-- START Extracted data --

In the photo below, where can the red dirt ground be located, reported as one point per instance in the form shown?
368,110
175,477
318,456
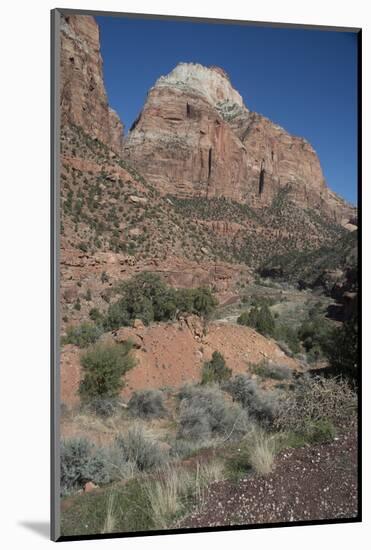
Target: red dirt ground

-- END Extracted data --

§ Work required: Copy every row above, word for word, and leave out any pictures.

§ Answer to the problem:
In the photo below, where can the red dirt ground be located, reported as one point per instance in the form shown?
368,110
175,477
318,456
Target: red dirt ground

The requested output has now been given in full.